RECORDED INFORMATION:

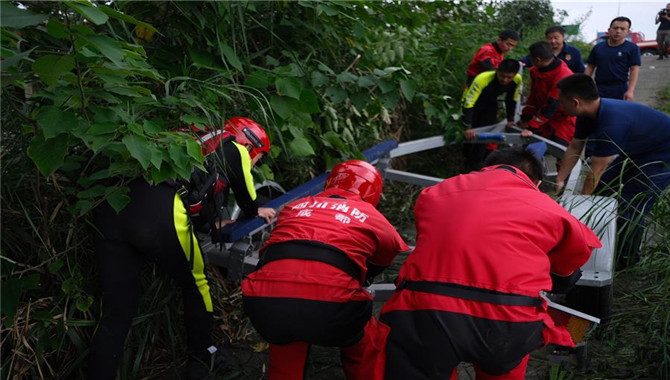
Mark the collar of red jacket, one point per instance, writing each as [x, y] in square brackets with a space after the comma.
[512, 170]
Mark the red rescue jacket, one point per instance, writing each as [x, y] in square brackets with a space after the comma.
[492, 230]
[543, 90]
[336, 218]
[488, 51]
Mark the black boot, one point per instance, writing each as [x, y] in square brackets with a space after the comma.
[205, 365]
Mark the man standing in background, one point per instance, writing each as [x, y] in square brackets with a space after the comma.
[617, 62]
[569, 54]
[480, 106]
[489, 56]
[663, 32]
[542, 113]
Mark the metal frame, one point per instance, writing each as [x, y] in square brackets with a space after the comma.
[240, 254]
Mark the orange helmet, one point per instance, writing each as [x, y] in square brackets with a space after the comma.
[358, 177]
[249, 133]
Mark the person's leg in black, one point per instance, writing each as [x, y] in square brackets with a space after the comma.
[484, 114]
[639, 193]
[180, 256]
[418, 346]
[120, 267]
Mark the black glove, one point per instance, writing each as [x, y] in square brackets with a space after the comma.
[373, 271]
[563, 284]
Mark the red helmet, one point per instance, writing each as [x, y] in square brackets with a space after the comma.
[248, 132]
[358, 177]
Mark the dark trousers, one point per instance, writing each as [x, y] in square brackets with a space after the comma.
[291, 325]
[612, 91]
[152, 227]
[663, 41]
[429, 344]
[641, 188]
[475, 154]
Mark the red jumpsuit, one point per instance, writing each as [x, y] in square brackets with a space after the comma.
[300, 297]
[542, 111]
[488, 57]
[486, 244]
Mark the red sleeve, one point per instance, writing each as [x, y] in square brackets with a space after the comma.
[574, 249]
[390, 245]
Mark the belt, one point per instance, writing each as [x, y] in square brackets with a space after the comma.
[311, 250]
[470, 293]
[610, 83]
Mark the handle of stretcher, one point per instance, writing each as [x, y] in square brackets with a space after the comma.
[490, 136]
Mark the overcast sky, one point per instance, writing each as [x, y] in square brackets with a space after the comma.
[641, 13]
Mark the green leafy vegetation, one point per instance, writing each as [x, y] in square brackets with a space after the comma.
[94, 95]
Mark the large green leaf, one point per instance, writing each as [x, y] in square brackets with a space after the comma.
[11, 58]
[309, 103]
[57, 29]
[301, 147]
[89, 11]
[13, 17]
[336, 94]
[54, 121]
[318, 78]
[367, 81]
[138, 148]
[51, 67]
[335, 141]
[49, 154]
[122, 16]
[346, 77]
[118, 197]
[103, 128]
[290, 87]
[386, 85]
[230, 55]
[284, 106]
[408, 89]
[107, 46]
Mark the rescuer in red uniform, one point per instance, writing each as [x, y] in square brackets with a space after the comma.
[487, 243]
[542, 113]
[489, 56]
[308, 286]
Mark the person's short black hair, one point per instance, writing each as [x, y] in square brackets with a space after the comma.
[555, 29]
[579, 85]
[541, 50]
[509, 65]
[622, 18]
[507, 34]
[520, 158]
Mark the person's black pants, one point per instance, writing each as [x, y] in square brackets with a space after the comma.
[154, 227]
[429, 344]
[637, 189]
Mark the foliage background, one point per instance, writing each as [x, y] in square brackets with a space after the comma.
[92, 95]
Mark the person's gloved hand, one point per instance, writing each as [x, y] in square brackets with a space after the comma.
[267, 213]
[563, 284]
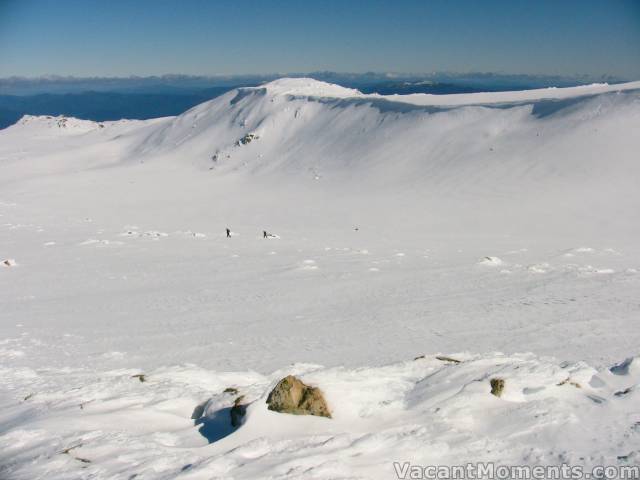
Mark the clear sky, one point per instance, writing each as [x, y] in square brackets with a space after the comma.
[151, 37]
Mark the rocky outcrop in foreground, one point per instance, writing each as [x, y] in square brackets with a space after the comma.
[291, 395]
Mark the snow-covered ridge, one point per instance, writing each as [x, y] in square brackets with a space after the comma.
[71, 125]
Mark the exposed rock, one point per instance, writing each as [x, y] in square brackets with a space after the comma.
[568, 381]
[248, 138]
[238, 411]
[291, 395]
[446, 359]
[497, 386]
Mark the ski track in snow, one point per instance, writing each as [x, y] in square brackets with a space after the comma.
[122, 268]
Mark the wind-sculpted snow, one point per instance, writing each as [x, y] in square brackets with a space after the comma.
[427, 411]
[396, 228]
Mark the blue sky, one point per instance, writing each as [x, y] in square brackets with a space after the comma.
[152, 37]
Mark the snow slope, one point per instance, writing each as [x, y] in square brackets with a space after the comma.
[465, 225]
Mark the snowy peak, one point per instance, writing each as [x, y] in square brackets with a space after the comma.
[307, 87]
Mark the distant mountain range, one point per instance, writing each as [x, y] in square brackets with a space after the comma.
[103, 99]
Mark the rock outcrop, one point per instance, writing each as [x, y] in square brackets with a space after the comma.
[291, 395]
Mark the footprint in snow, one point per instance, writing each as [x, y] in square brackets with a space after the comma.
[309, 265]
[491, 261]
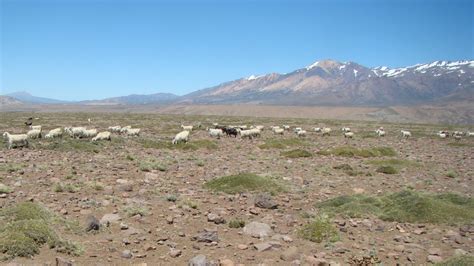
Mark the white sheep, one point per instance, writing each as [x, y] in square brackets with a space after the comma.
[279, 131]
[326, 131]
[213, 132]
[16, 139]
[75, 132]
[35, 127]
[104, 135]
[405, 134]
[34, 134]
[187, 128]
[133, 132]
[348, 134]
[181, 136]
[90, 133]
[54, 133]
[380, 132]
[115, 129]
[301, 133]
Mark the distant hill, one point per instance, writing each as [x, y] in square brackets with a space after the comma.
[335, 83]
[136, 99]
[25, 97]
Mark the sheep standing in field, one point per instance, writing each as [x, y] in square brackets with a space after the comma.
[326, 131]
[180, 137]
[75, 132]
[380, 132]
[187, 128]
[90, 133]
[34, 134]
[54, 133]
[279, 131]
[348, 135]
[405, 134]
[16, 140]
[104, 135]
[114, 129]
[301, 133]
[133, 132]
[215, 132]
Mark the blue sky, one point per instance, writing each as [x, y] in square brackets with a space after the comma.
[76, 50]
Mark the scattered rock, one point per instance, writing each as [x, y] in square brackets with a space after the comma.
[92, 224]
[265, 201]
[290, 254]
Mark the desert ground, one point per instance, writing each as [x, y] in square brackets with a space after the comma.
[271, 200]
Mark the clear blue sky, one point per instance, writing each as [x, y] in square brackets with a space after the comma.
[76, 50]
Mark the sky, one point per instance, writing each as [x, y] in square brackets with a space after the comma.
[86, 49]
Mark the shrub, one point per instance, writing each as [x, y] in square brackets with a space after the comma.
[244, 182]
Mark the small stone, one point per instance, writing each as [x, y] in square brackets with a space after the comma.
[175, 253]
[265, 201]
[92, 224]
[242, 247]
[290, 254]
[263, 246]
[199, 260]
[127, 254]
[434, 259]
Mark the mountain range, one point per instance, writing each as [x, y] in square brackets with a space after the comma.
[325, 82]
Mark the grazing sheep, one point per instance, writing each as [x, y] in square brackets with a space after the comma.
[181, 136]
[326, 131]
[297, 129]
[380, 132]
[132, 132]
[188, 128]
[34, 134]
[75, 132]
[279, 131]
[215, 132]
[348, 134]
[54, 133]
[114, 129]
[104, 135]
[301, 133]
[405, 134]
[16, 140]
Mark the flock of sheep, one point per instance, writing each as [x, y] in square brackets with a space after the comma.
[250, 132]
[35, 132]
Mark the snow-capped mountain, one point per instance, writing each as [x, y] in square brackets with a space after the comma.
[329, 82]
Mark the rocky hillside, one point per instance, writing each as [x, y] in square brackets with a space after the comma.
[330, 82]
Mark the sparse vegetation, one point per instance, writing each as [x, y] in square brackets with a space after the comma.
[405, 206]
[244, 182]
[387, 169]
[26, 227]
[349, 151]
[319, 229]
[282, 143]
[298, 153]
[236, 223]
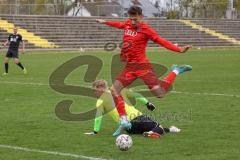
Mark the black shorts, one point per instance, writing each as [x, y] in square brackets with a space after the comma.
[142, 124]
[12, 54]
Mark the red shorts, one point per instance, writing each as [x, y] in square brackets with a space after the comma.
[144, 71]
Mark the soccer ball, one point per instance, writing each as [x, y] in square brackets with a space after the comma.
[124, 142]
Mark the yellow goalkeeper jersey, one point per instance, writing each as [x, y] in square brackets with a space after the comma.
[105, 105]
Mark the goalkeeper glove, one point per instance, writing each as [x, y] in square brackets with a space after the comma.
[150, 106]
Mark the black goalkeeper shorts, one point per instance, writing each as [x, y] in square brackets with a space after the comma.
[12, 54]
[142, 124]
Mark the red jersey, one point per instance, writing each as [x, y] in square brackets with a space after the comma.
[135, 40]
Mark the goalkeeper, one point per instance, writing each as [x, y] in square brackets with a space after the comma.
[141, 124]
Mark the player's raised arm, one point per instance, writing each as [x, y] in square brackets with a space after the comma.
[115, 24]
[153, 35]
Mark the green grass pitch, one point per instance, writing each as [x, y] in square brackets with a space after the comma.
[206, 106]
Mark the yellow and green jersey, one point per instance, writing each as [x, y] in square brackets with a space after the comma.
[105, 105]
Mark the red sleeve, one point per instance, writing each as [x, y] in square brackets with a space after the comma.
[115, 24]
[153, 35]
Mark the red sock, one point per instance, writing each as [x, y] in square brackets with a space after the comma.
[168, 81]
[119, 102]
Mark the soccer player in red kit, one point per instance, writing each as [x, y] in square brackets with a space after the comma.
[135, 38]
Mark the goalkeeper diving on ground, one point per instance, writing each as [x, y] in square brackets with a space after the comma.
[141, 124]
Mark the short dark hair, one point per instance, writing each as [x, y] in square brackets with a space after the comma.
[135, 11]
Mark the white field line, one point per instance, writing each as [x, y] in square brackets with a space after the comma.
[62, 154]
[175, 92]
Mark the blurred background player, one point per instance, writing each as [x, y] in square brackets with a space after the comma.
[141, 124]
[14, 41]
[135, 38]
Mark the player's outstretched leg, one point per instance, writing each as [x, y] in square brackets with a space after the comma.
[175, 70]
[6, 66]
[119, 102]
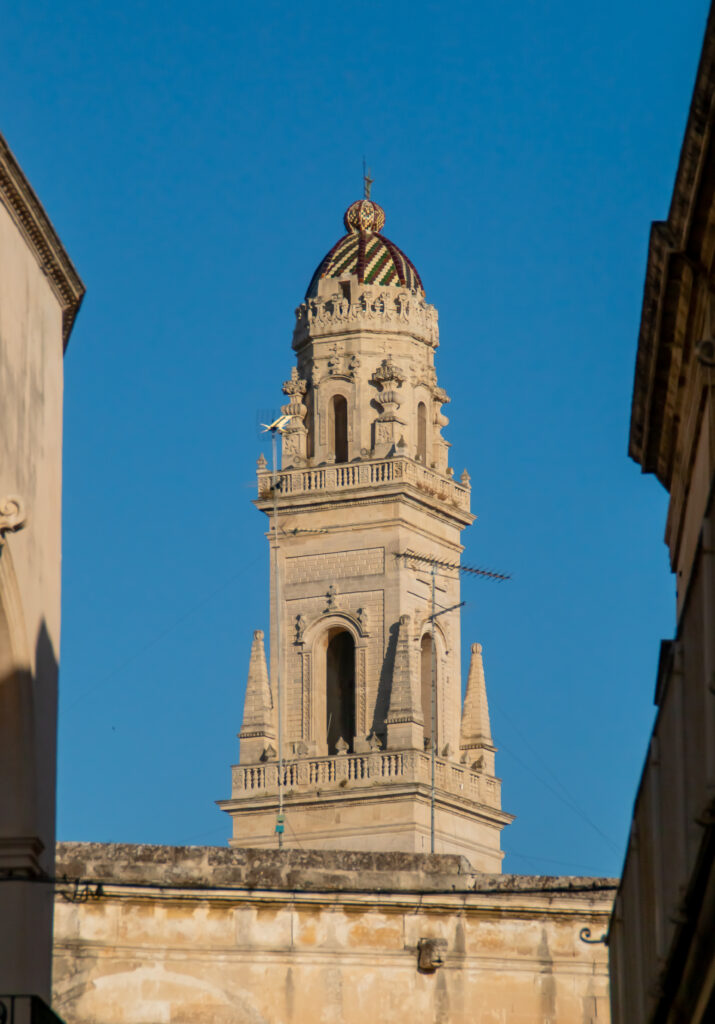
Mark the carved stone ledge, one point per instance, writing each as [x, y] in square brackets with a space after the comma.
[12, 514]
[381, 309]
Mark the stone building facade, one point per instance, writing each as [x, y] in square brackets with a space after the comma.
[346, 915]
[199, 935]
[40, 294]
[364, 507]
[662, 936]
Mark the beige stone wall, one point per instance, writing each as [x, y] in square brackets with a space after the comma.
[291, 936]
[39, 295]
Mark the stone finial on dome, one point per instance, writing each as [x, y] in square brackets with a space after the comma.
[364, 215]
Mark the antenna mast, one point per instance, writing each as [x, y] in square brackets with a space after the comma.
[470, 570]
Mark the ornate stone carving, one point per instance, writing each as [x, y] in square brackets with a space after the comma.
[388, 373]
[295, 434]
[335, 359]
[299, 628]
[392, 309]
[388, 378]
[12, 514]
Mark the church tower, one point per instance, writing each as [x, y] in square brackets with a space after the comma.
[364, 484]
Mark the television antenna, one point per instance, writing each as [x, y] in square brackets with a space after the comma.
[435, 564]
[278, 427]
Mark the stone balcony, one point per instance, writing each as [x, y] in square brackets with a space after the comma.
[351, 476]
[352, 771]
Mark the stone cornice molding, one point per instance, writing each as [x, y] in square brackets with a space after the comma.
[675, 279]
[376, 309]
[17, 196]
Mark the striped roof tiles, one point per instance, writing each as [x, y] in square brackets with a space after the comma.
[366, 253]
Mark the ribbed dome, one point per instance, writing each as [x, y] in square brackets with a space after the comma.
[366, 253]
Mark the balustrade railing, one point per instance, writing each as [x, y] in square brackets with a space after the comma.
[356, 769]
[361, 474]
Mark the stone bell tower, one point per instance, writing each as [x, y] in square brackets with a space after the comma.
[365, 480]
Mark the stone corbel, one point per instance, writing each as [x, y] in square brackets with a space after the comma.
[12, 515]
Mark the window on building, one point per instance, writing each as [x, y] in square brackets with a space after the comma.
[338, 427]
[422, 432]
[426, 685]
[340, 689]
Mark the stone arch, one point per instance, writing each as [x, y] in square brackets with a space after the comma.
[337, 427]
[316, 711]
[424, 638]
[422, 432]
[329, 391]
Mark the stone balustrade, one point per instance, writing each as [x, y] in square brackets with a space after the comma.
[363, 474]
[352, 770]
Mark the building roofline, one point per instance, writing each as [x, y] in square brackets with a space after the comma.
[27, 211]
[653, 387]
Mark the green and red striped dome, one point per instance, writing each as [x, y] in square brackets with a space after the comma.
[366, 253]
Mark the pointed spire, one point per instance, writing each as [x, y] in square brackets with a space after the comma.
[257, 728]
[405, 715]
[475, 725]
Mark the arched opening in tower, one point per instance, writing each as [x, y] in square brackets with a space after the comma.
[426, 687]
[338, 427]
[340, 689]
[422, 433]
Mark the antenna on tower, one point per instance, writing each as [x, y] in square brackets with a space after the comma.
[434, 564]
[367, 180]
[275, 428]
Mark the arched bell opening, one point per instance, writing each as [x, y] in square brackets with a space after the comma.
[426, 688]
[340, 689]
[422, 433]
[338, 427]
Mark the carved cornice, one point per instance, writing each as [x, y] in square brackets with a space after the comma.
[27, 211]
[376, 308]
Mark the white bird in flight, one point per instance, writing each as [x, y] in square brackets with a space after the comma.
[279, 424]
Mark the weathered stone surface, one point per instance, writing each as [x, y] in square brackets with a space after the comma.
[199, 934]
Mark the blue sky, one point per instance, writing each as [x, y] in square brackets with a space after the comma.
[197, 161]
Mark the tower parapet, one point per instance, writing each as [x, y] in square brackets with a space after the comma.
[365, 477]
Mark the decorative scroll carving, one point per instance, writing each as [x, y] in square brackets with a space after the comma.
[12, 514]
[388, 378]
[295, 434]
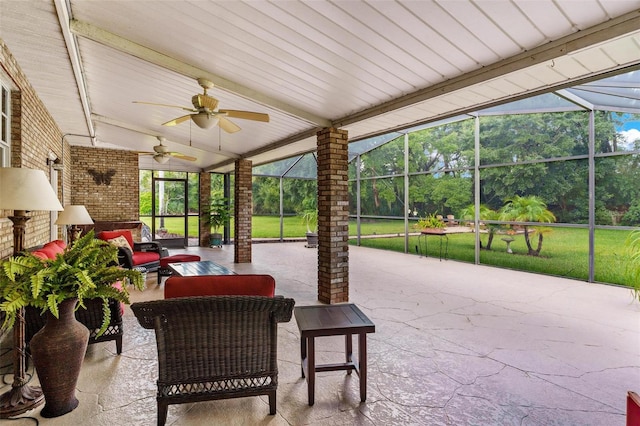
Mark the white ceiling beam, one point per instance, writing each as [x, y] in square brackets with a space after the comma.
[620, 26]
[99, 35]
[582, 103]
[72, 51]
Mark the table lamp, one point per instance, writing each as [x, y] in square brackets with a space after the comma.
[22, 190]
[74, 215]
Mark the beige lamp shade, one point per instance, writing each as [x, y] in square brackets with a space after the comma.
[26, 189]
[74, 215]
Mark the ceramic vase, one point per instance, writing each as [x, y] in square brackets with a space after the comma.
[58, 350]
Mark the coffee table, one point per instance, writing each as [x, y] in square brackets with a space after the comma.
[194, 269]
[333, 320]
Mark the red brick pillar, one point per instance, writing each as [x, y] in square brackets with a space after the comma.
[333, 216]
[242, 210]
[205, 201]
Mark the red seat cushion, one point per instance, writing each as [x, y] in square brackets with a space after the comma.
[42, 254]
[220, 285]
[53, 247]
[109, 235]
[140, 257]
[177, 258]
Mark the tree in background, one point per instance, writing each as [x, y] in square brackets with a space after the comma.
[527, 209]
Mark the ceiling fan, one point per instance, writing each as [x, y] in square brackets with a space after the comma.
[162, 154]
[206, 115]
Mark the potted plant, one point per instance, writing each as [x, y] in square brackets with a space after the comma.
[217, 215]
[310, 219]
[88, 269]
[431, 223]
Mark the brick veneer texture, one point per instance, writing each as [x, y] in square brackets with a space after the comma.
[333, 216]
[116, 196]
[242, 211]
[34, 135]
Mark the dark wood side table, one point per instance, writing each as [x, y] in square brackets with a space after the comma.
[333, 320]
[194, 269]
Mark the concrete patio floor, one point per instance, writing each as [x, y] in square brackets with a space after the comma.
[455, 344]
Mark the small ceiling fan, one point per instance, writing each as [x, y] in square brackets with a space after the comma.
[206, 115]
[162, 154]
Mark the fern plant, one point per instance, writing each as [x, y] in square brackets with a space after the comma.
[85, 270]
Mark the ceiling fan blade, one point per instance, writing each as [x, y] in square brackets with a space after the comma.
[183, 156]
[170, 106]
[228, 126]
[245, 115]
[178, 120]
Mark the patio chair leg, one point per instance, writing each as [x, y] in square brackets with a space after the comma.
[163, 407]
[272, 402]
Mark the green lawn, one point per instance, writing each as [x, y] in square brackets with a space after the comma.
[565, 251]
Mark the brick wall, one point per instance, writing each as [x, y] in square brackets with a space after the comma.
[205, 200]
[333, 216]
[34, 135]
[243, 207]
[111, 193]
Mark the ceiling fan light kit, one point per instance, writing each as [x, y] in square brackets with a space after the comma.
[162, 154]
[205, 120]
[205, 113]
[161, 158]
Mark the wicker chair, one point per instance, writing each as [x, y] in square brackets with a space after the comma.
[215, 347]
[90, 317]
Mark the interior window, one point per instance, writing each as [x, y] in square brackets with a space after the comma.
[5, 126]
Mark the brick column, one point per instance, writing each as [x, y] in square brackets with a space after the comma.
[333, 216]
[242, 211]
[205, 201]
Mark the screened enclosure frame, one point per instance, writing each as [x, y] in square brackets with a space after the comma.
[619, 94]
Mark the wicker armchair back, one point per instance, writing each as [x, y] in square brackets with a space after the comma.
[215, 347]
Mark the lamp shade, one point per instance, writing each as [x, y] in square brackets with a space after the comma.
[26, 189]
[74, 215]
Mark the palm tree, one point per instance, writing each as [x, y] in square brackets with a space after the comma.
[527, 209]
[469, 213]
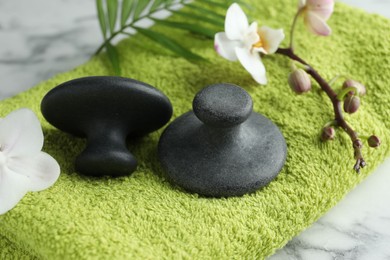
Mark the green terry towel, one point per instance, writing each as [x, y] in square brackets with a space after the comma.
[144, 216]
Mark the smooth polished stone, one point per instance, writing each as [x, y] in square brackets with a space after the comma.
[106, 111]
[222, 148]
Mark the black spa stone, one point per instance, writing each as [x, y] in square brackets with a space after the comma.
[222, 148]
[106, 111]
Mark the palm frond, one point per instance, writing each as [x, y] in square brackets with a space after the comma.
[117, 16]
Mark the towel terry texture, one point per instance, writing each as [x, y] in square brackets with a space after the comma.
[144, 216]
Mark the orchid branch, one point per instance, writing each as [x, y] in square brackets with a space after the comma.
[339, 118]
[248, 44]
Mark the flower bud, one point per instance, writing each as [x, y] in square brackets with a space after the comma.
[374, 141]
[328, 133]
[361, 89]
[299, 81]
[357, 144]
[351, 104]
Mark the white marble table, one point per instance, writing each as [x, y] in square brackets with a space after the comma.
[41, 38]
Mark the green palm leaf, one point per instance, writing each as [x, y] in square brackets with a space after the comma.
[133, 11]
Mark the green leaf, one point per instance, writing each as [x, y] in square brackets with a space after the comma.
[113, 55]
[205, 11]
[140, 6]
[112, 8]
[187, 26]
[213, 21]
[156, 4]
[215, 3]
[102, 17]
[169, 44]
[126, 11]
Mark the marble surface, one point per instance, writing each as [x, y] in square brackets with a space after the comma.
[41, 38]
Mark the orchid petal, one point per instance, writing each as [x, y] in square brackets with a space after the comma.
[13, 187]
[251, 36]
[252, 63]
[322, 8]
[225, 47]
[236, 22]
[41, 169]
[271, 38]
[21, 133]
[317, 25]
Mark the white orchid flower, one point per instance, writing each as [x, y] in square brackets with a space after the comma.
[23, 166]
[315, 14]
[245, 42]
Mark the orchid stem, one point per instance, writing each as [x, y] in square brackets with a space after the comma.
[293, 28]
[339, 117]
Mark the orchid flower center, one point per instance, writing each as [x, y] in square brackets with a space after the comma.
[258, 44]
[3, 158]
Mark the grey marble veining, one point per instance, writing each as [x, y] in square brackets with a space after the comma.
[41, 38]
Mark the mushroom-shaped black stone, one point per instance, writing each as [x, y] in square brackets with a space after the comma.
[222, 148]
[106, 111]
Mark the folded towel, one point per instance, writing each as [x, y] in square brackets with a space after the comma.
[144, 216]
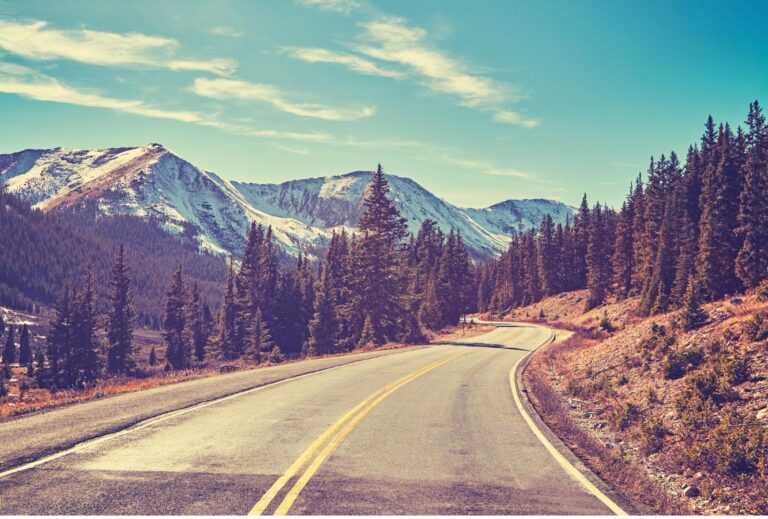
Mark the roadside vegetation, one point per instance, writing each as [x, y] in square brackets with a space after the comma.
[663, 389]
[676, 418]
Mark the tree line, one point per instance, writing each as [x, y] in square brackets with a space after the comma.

WHAT IS BEING ASKED:
Move every line from the line containing "Mark the roadside" through the end of the entries into your reply, adding -41 to each coordinate in the answers.

REPLY:
Mark the roadside vegetation, one point per instance, writing each as [x, y] in square brackets with a space after the comma.
[622, 348]
[635, 377]
Mark the tree line, one point per instance, writing each as [x, y] in square brackets with a space after the comma.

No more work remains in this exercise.